## [Travail demandé]
a. Réécrivez le passage de l'extrait sur l'annulation des délibérations municipales en partant de "442. Avant d'aborder" et en allant jusqu'à "la délibération entreprise.", le terme "préfet" étant remplacé par "représentant de l'État".
b. Dressez la liste des différentes années citées dans l'extrait fourni, dans l'ordre de leur première apparition et sans répétition.

## [Extrait fourni]
442. Avant d'aborder ces deux cas d'annulation (nullité absolue et annulabilité), que prévoit la loi de 1884, nous devons rappeler que l'article 60 de la loi du 14 décembre 1789 prévoit un autre cas où les délibérations des conseils municipaux peuvent se trouver annulées sur le recours des particuliers lésés. Cette loi permet à toute partie lésée de présenter ses sujets de plainte au Directoire du département (aujourd'hui au préfet), qui y fera droit sur l'avis de l'administrateur de district. Le préfet saisi devra le plus souvent se borner à annuler la délibération entreprise.

Le recours organisé par la loi de 1789 a été reconnu applicable sous l'empire des lois de 1855 et de 1884 et il sert aujourd'hui encore aux personnes qui se prétendent injuriées ou diffamées par une délibération municipale. - Voir no 377.

Sans doute, ces personnes pourraient attaquer ces délibérations en vertu des articles 63 et suivants de la loi de 1884, car il est incontestable qu'un conseil municipal sort de ses attributions et viole la loi en injuriant un tiers, mais elles peuvent aussi les poursuivre en vertu de la loi de 1789. (Cons. d'Ét. 29 mars 1881, Montrem.)

Extraits de données de régions étiquetées:
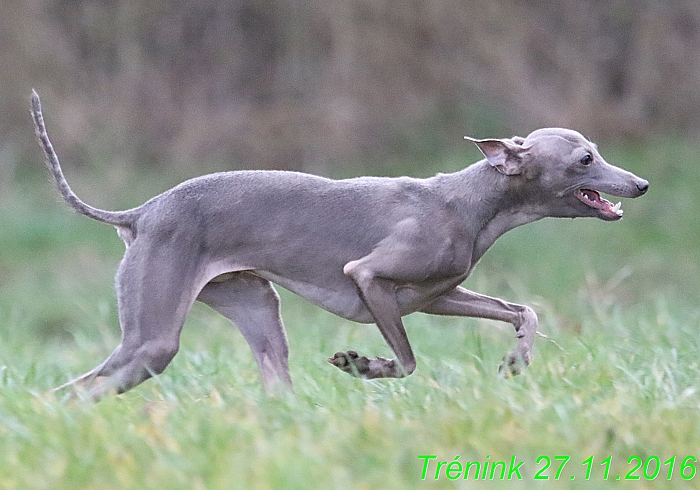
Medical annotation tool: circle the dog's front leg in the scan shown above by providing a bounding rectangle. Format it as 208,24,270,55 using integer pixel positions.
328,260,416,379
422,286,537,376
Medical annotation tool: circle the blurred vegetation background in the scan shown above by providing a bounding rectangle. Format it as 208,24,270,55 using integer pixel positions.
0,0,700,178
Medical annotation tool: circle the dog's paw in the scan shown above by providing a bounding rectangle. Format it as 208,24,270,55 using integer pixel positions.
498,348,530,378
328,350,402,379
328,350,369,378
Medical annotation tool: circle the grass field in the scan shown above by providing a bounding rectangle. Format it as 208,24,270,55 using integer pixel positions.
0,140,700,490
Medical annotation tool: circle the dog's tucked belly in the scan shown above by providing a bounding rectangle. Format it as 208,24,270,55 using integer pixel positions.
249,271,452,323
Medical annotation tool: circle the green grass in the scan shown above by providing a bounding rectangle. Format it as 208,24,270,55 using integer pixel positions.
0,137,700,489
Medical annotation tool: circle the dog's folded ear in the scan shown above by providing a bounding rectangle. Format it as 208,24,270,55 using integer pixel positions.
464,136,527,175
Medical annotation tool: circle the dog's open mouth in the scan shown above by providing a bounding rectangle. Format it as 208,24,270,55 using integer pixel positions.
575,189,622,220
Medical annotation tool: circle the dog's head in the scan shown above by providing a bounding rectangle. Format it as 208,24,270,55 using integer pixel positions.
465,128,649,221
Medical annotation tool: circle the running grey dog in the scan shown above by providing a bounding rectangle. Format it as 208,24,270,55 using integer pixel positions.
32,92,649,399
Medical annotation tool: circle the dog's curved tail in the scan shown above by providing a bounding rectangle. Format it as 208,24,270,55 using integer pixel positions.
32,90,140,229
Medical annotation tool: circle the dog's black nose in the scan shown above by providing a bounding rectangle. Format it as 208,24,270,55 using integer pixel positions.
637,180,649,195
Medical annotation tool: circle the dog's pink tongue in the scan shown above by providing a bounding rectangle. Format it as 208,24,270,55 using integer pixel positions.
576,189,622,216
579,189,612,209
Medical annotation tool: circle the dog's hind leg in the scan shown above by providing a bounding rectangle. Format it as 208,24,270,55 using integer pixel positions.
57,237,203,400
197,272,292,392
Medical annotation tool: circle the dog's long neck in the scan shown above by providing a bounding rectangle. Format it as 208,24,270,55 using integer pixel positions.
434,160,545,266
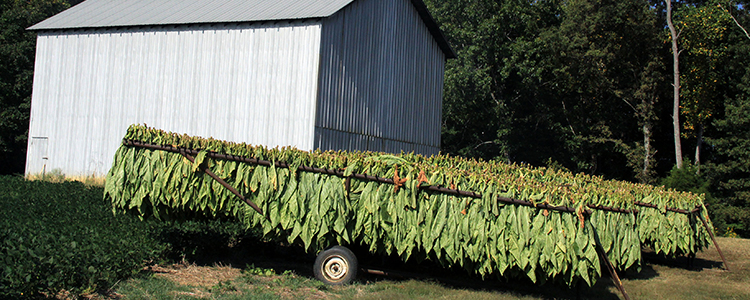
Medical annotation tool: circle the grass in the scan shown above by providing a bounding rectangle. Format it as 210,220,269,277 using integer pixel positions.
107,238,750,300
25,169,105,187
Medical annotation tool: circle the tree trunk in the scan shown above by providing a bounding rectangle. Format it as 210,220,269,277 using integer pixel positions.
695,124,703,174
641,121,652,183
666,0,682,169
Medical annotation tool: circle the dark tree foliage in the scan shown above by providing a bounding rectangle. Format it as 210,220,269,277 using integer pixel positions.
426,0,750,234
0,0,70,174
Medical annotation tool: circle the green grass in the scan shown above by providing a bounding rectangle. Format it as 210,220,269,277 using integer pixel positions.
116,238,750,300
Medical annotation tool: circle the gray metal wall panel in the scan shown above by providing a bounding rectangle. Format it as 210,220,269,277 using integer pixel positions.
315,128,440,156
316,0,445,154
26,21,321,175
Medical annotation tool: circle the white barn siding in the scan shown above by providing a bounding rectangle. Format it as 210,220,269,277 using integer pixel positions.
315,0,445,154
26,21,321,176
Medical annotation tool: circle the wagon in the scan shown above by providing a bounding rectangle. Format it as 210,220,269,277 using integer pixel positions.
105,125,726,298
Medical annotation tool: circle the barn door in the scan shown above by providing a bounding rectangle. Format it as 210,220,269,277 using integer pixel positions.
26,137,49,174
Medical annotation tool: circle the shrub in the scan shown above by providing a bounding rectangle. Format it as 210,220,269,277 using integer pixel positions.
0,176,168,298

## [Réponses attendues]
a.
442. Avant d'aborder ces deux cas d'annulation (nullité absolue et annulabilité), que prévoit la loi de 1884, nous devons rappeler que l'article 60 de la loi du 14 décembre 1789 prévoit un autre cas où les délibérations des conseils municipaux peuvent se trouver annulées sur le recours des particuliers lésés. Cette loi permet à toute partie lésée de présenter ses sujets de plainte au Directoire du département (aujourd'hui au représentant de l'État), qui y fera droit sur l'avis de l'administrateur de district. Le représentant de l'État saisi devra le plus souvent se borner à annuler la délibération entreprise.

b. 1884, 1789, 1855, 1881